■ ARBEITSANWEISUNG ■
Schreiben Sie aus dem Seitenauszug unten alles von „Die selbstverfasste Anwaltschaft“ bis einschließlich „verwahrt wissen können.“ wortgetreu ab.

■ SEITENAUSZUG ■
=======

Die selbstverfasste Anwaltschaft ist mit Unterstützung des BGH auf ihrem Weg zur Liberalisierung des Berufsrechts entgegen den Plänen des Gesetzgebers und des Bundesjustizministeriums einen Schritt rückwärts gegangen. Zweigstellen dürfen – wie der Anwaltssenat des BGH jüngst bestätigt hat – ab dem 1. 1. 2011 nur errichtet werden, wenn sie sich nicht in einer bloßen Geschäftsadresse erschöpfen, sondern der Rechtsanwalt in einem festen Büro gewöhnlich angetroffen werden kann, so dass Mandanten mit ihrem Rechtsanwalt dort vertrauliche Gespräche führen sowie ihre Unterlagen und Mitteilungen vor unbefugtem Zugriff sicher verwahrt wissen können.

=======

■ DATEN ■
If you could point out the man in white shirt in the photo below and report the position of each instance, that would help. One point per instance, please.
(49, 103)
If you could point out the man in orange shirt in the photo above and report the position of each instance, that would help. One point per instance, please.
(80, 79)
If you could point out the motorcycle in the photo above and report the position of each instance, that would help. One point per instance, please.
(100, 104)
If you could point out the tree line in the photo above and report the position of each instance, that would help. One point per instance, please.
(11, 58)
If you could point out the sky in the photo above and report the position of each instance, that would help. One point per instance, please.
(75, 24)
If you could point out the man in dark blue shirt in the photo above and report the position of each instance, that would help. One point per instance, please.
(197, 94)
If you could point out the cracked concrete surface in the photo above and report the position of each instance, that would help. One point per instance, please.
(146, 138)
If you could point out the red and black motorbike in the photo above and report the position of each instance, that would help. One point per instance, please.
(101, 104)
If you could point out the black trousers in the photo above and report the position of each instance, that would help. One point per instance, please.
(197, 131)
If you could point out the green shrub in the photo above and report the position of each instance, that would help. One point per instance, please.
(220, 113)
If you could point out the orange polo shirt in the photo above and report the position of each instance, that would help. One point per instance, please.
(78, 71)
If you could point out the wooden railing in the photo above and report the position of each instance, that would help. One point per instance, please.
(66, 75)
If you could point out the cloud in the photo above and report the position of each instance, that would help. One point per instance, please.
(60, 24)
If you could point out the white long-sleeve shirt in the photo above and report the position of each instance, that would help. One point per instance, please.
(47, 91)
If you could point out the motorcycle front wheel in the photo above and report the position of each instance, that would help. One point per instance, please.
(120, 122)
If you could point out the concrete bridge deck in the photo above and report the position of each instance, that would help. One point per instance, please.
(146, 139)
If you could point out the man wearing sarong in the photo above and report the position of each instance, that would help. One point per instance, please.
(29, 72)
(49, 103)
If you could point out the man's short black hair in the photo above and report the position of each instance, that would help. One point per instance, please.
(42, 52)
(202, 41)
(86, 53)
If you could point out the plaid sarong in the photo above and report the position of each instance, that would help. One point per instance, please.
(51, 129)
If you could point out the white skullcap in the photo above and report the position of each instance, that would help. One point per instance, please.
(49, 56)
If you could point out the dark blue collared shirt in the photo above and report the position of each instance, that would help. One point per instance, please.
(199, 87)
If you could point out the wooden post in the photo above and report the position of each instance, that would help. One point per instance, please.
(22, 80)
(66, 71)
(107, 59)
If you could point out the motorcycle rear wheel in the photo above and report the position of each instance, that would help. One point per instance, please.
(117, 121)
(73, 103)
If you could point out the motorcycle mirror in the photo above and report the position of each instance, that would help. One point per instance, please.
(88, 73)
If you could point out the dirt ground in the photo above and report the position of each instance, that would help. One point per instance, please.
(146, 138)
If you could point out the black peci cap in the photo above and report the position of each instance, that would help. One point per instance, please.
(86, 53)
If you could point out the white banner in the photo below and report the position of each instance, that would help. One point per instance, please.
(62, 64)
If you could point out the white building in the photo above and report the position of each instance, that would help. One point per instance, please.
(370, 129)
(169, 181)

=======

■ ERWARTETE AUSGABE ■
Die selbstverfasste Anwaltschaft ist mit Unterstützung des BGH auf ihrem Weg zur Liberalisierung des Berufsrechts entgegen den Plänen des Gesetzgebers und des Bundesjustizministeriums einen Schritt rückwärts gegangen. Zweigstellen dürfen – wie der Anwaltssenat des BGH jüngst bestätigt hat – ab dem 1. 1. 2011 nur errichtet werden, wenn sie sich nicht in einer bloßen Geschäftsadresse erschöpfen, sondern der Rechtsanwalt in einem festen Büro gewöhnlich angetroffen werden kann, so dass Mandanten mit ihrem Rechtsanwalt dort vertrauliche Gespräche führen sowie ihre Unterlagen und Mitteilungen vor unbefugtem Zugriff sicher verwahrt wissen können.